PAGE:
>> Start

Last June, the public social care system quietly turned 70. In its birthday year, how did the public rate local authority-provided adult social care? If the results of the most recent British Social Attitudes (BSA) survey carried out by the National Centre for Social Research are anything to go by, there’s a lot of room for improvement.

When asked ‘How satisfied or dissatisfied are you with social care provided by local authorities for people who cannot look after themselves because of illness, disability or old age?’, only a quarter (26%) of the British public say they are very or quite satisfied (see chart).

Not only is it a very poor rating in itself, levels of satisfaction fell in 2014/15 and have remained consistent since then. They also compare very badly to public views about health care – 53% of people said they were satisfied with the NHS overall and 70% with outpatient services, for instance.

>> End

WORKING DATA:
>> Start

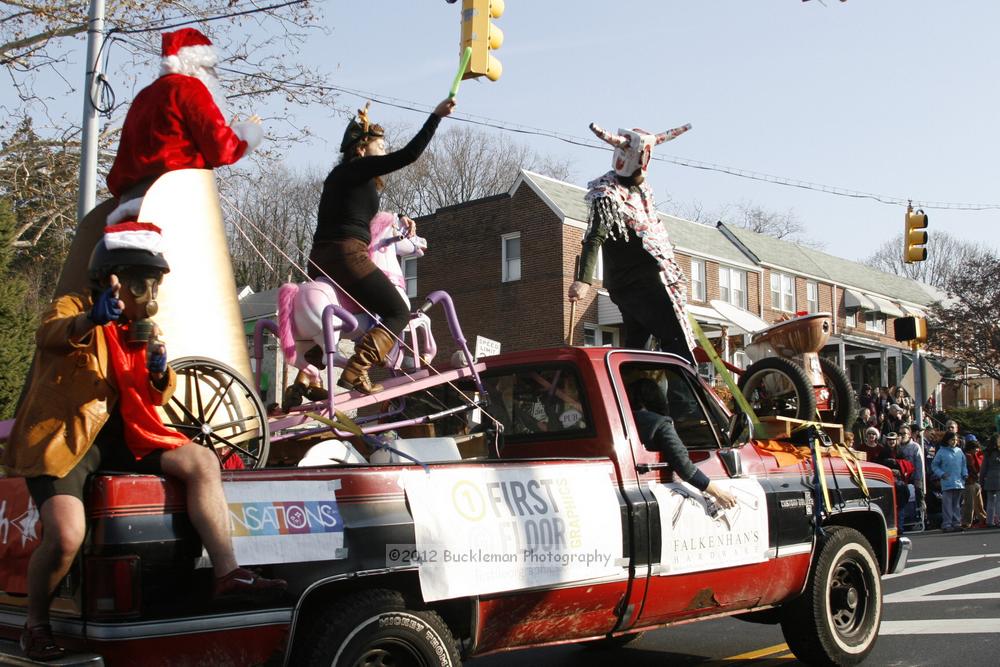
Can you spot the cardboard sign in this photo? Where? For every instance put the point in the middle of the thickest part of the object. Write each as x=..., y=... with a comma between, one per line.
x=488, y=530
x=486, y=347
x=275, y=522
x=693, y=540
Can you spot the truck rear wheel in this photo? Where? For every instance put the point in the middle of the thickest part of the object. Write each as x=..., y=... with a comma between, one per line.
x=374, y=628
x=836, y=620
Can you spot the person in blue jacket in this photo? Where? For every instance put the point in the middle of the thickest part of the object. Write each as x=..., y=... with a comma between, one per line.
x=657, y=433
x=951, y=468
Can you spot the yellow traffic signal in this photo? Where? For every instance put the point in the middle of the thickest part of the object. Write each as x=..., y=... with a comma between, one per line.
x=914, y=238
x=910, y=329
x=479, y=32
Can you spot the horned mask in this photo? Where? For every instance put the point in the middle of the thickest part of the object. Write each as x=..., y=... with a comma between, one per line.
x=634, y=147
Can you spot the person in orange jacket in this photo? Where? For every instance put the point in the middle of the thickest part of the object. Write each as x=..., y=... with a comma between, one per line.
x=90, y=404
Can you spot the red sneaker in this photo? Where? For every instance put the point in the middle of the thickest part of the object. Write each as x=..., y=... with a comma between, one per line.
x=242, y=584
x=38, y=644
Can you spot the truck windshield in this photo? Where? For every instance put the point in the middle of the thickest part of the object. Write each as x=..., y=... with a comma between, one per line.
x=538, y=401
x=680, y=401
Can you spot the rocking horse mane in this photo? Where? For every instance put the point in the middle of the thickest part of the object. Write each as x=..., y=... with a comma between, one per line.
x=286, y=309
x=378, y=226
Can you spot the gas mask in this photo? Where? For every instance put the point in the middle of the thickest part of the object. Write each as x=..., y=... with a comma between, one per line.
x=143, y=289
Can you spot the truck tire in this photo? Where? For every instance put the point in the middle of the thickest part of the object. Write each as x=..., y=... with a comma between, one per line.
x=836, y=620
x=375, y=628
x=845, y=403
x=776, y=387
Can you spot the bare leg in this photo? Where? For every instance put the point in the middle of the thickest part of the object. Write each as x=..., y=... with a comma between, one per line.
x=63, y=529
x=198, y=468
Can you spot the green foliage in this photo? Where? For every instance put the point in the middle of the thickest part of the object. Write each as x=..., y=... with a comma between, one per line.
x=973, y=420
x=17, y=322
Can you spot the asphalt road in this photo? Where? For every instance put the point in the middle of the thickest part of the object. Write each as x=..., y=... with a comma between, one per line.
x=944, y=609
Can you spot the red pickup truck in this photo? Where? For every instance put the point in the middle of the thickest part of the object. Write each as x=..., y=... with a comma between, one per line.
x=538, y=519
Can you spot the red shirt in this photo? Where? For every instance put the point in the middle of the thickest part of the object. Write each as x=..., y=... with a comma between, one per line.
x=144, y=430
x=173, y=124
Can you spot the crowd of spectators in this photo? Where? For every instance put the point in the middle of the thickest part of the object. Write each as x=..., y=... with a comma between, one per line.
x=943, y=477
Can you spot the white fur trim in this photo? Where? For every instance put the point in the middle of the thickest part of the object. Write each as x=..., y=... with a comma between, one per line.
x=252, y=133
x=133, y=240
x=125, y=211
x=189, y=60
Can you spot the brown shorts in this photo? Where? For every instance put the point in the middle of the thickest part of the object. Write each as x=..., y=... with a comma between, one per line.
x=346, y=261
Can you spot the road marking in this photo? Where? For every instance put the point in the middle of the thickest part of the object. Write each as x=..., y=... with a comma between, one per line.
x=925, y=593
x=928, y=564
x=941, y=626
x=759, y=653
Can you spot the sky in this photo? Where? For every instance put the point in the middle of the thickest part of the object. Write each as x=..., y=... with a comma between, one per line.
x=895, y=97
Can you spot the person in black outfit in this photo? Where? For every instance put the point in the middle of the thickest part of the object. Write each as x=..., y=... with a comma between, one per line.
x=657, y=434
x=351, y=197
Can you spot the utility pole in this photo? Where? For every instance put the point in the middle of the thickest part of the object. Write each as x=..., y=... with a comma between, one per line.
x=87, y=197
x=918, y=417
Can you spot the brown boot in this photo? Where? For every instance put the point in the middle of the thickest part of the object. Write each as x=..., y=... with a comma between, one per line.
x=372, y=349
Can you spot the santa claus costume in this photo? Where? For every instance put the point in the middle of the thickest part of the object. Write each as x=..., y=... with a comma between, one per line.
x=177, y=122
x=640, y=272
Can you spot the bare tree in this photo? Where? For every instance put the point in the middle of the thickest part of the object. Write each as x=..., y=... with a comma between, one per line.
x=270, y=217
x=947, y=258
x=784, y=225
x=965, y=327
x=259, y=44
x=462, y=164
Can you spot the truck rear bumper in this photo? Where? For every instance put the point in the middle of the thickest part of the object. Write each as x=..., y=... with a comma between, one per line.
x=10, y=654
x=902, y=551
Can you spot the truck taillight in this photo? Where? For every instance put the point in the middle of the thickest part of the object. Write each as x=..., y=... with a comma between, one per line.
x=113, y=586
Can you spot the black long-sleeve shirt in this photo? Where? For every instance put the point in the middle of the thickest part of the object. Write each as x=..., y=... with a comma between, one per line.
x=350, y=198
x=658, y=434
x=625, y=260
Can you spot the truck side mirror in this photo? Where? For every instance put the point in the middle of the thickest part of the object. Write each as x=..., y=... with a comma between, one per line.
x=740, y=428
x=732, y=462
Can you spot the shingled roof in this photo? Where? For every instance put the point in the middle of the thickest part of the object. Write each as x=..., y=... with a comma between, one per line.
x=742, y=247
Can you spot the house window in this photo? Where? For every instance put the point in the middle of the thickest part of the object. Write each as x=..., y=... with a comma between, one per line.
x=875, y=321
x=697, y=280
x=594, y=336
x=733, y=286
x=812, y=297
x=511, y=257
x=783, y=292
x=409, y=266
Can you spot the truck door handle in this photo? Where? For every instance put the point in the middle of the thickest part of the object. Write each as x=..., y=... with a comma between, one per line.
x=647, y=467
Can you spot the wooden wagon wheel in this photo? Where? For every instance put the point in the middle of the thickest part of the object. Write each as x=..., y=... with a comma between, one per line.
x=216, y=407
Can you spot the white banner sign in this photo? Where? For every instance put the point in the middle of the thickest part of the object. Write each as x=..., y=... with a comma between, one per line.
x=693, y=540
x=484, y=530
x=277, y=522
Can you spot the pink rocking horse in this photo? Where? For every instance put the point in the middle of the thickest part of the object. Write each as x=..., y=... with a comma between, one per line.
x=301, y=306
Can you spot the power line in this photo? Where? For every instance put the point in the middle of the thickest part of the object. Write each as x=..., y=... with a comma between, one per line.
x=164, y=24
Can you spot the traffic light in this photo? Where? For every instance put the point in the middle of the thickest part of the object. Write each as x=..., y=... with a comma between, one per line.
x=479, y=32
x=914, y=238
x=910, y=329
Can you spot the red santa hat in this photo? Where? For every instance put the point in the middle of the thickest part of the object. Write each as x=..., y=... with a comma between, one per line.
x=186, y=51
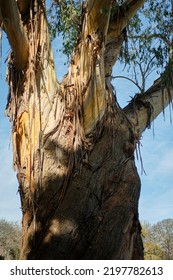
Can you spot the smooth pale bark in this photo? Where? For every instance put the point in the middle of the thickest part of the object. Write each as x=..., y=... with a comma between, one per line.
x=23, y=6
x=74, y=149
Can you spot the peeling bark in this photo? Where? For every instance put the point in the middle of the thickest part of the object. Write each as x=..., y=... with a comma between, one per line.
x=74, y=146
x=16, y=32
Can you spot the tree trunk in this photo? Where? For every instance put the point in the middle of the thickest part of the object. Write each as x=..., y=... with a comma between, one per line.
x=74, y=146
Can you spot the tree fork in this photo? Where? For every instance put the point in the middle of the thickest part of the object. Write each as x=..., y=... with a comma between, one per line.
x=16, y=32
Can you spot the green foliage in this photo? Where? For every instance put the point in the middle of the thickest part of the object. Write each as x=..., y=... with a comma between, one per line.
x=150, y=33
x=9, y=240
x=65, y=20
x=158, y=240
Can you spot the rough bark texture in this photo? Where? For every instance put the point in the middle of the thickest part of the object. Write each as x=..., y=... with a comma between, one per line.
x=74, y=146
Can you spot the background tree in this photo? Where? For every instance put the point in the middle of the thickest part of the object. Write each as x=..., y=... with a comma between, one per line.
x=73, y=145
x=10, y=234
x=158, y=240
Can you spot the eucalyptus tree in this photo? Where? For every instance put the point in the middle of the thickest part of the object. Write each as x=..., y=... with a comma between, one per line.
x=73, y=146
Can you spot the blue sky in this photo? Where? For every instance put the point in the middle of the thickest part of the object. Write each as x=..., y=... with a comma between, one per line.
x=156, y=201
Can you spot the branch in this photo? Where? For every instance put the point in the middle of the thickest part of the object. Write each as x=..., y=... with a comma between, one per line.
x=144, y=108
x=14, y=29
x=98, y=13
x=151, y=36
x=131, y=80
x=115, y=34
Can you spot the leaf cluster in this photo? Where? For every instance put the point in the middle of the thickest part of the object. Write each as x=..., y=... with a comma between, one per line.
x=65, y=20
x=158, y=240
x=150, y=34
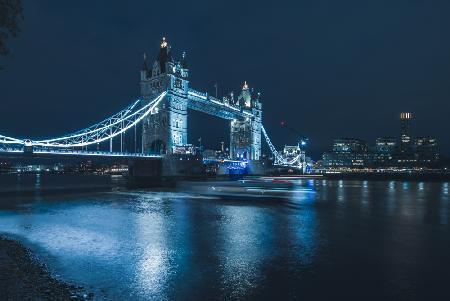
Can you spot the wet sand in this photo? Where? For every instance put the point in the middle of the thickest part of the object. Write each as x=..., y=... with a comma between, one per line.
x=23, y=277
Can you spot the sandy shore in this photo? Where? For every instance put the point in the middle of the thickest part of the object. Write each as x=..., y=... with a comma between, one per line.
x=22, y=277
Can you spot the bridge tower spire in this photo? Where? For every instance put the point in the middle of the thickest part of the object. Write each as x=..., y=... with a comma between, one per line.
x=245, y=134
x=166, y=129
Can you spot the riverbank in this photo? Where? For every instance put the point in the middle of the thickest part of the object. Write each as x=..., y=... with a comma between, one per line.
x=22, y=277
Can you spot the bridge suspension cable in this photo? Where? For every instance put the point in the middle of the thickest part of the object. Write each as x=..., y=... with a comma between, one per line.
x=104, y=130
x=279, y=159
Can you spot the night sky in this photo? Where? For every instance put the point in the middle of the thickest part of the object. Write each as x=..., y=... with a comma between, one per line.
x=328, y=68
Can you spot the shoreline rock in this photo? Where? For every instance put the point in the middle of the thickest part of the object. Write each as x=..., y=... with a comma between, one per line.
x=23, y=277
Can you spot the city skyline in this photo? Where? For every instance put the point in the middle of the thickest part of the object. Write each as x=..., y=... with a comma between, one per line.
x=104, y=75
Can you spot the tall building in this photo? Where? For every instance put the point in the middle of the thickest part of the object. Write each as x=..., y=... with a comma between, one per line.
x=348, y=153
x=405, y=133
x=426, y=150
x=385, y=151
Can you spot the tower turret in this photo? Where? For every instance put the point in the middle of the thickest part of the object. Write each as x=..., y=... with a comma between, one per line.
x=245, y=98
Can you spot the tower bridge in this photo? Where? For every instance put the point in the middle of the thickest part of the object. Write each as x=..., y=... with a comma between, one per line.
x=166, y=130
x=161, y=116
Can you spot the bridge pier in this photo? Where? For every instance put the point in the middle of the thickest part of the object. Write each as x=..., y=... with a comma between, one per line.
x=166, y=171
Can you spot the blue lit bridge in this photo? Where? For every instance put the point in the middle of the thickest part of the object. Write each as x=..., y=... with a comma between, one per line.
x=157, y=122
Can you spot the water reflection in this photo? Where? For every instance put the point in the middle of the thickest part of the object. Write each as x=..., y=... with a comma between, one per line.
x=143, y=245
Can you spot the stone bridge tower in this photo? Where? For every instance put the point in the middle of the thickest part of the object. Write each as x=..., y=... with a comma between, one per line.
x=166, y=127
x=245, y=134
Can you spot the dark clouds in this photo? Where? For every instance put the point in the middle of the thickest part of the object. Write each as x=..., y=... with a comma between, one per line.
x=329, y=68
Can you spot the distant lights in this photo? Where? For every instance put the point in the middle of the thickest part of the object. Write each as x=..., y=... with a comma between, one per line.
x=405, y=116
x=164, y=43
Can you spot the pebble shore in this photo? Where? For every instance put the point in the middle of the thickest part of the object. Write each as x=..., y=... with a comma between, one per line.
x=23, y=277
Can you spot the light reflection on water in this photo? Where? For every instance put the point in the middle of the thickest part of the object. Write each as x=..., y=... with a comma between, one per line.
x=143, y=245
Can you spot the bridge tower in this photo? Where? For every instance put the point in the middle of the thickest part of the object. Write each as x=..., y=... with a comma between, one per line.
x=166, y=128
x=245, y=134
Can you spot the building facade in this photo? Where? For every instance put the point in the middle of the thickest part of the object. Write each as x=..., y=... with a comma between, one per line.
x=348, y=153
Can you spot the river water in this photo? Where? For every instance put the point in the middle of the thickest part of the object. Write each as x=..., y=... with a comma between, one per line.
x=353, y=240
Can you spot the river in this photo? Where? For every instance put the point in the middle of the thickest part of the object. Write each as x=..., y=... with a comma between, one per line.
x=358, y=240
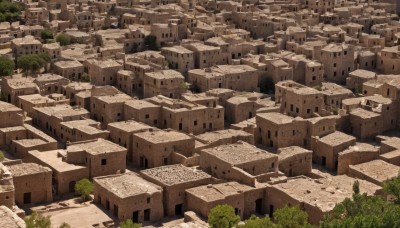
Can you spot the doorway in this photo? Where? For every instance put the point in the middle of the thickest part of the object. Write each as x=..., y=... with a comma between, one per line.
x=178, y=209
x=135, y=217
x=259, y=206
x=27, y=198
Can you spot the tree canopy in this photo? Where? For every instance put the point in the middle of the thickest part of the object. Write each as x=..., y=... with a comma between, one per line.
x=31, y=64
x=63, y=39
x=222, y=216
x=291, y=217
x=256, y=222
x=84, y=187
x=6, y=66
x=151, y=42
x=37, y=220
x=130, y=224
x=10, y=11
x=47, y=34
x=365, y=211
x=392, y=187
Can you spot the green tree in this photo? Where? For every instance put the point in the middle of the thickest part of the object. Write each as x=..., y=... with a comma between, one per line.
x=222, y=216
x=10, y=11
x=256, y=222
x=84, y=187
x=151, y=42
x=31, y=64
x=64, y=225
x=392, y=187
x=37, y=220
x=356, y=187
x=365, y=211
x=46, y=34
x=291, y=217
x=6, y=66
x=63, y=39
x=130, y=224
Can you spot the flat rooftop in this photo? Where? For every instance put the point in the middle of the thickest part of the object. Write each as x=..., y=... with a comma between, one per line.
x=324, y=193
x=52, y=160
x=27, y=169
x=61, y=111
x=68, y=64
x=29, y=142
x=162, y=136
x=291, y=151
x=213, y=136
x=239, y=153
x=336, y=138
x=127, y=185
x=217, y=192
x=361, y=147
x=7, y=107
x=276, y=117
x=116, y=98
x=165, y=74
x=8, y=219
x=175, y=174
x=377, y=169
x=178, y=49
x=364, y=114
x=99, y=146
x=130, y=126
x=140, y=104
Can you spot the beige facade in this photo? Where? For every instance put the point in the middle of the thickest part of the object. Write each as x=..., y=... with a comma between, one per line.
x=359, y=153
x=64, y=175
x=143, y=111
x=157, y=148
x=205, y=55
x=100, y=156
x=189, y=117
x=28, y=188
x=122, y=133
x=295, y=161
x=27, y=45
x=338, y=62
x=129, y=196
x=239, y=162
x=302, y=191
x=73, y=70
x=175, y=179
x=179, y=58
x=10, y=115
x=169, y=83
x=238, y=77
x=103, y=73
x=108, y=108
x=244, y=199
x=327, y=149
x=12, y=87
x=376, y=171
x=298, y=100
x=49, y=118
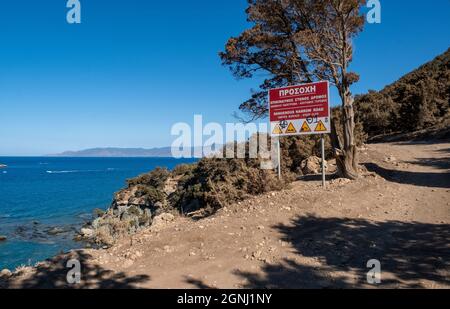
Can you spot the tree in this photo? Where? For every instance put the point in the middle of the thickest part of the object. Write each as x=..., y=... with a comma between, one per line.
x=299, y=41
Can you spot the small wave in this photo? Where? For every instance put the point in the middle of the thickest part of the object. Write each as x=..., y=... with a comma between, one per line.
x=61, y=172
x=74, y=171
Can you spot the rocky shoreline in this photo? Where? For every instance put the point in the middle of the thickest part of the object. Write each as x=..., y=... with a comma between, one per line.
x=147, y=203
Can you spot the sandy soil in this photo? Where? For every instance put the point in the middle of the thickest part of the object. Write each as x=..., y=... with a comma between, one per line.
x=303, y=237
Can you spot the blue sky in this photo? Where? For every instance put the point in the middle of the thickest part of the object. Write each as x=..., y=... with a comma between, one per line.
x=134, y=68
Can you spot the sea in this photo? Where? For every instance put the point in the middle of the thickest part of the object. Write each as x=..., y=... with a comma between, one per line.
x=44, y=201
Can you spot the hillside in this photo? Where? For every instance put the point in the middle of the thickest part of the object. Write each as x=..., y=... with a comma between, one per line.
x=417, y=101
x=300, y=237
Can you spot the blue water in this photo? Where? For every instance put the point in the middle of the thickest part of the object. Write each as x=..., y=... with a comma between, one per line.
x=37, y=194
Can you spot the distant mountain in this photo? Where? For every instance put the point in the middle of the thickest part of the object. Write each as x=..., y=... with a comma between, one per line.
x=118, y=152
x=164, y=152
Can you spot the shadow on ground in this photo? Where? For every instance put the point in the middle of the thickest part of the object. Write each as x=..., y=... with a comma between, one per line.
x=432, y=180
x=53, y=275
x=412, y=252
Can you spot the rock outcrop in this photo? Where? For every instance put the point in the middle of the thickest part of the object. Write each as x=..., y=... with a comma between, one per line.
x=131, y=211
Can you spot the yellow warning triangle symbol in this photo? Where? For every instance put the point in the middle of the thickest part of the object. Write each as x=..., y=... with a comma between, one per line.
x=321, y=127
x=305, y=128
x=291, y=129
x=277, y=130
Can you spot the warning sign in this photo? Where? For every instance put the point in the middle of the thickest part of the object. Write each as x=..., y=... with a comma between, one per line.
x=291, y=129
x=295, y=110
x=321, y=127
x=305, y=128
x=277, y=130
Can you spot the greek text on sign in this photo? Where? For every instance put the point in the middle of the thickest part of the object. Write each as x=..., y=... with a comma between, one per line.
x=300, y=110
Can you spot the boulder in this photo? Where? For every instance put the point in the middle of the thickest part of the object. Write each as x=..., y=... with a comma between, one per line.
x=312, y=166
x=5, y=274
x=87, y=233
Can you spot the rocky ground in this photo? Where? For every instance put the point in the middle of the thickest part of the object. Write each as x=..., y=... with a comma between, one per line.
x=302, y=237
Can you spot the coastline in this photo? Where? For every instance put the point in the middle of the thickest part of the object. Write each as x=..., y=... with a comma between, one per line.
x=288, y=239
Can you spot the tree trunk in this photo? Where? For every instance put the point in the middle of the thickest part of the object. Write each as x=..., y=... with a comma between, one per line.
x=347, y=152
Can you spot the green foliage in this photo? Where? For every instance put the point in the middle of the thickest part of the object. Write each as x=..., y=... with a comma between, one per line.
x=152, y=195
x=215, y=183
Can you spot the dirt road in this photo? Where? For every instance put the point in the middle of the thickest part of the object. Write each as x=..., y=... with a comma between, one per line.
x=304, y=237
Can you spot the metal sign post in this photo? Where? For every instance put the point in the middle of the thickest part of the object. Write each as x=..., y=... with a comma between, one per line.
x=279, y=158
x=324, y=182
x=301, y=110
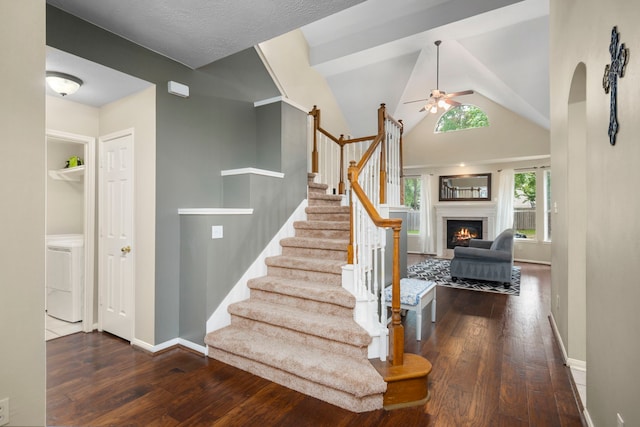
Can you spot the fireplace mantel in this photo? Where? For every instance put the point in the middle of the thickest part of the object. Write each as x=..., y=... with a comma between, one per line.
x=471, y=210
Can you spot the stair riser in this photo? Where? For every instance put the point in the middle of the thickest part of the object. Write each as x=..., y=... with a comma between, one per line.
x=322, y=234
x=328, y=217
x=320, y=190
x=317, y=201
x=301, y=338
x=308, y=305
x=314, y=253
x=299, y=384
x=313, y=276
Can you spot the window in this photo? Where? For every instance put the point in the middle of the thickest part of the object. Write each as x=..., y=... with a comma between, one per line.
x=462, y=117
x=524, y=204
x=529, y=187
x=412, y=186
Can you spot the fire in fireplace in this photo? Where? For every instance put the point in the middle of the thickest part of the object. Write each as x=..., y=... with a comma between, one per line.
x=459, y=232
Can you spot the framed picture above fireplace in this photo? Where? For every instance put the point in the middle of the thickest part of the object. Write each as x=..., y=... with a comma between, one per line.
x=465, y=187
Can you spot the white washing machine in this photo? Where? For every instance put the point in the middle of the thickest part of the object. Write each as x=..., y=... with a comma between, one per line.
x=65, y=276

>> End

TO BE DONE:
**a)** Among the entries, rewrite the lines from the one with "Can you spot the truck rear bumper" up to and including the one with "x=902, y=551", replacing "rear bumper" with "back bumper" and keeping everything else the same.
**b)** Extend the passage on public satisfaction with local authority social care, starting right after its last sentence.

RESPONSES TO THE EXERCISE:
**a)**
Can you spot the truck back bumper in this photo? Where? For every instance put the point in the middle of the thickest part of the object. Write each as x=..., y=... with a comma between, one per line.
x=10, y=654
x=902, y=551

**b)**
It’s worth noting that the BSA data covers Britain and, as social care is devolved, different arrangements exist in England, Scotland and Wales. So what might lie behind this low satisfaction with social care? A closer look at the data suggests age and experience, (lack of) knowledge and the media, and fundamental problems in funding, access and quality are all factors at play.

Age and experience

We know that people aged 65 and older rate NHS services more highly than those in the youngest age groups. The same seems true for social care, with 30% of 65- to 74-year-olds and 38% of people aged 75 and older stating they are satisfied (see chart).

But it is noticeable that people in their mid-fifties to early sixties report relatively high levels of dissatisfaction. This echoes polling by Deloitte (2018), which showed that this group (who are more likely to have older parents) in particular prioritise social care for older people as a public policy area that should be protected from future government spending cuts. It’s also likely that people in this age group are the ones most acutely experiencing the “pressures of arranging care, often at moments of crisis, and relief when care was put in place”. 

Lack of knowledge and the media

A possible contribution to the low satisfaction rating for social care is simply a lack of knowledge (and experience) of social care – what it is, who is responsible for funding and delivering it, and how to access it.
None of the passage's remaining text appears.